BEGIN Given information

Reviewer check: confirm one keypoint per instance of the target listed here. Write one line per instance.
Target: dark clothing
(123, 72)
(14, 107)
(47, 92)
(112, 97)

END Given information

The lines above should be duplicated exactly.

**Result of this exercise:**
Reviewer check: confirm one keypoint per instance of the target listed here. Write one line per instance.
Target: dark clothing
(123, 72)
(14, 107)
(47, 92)
(112, 97)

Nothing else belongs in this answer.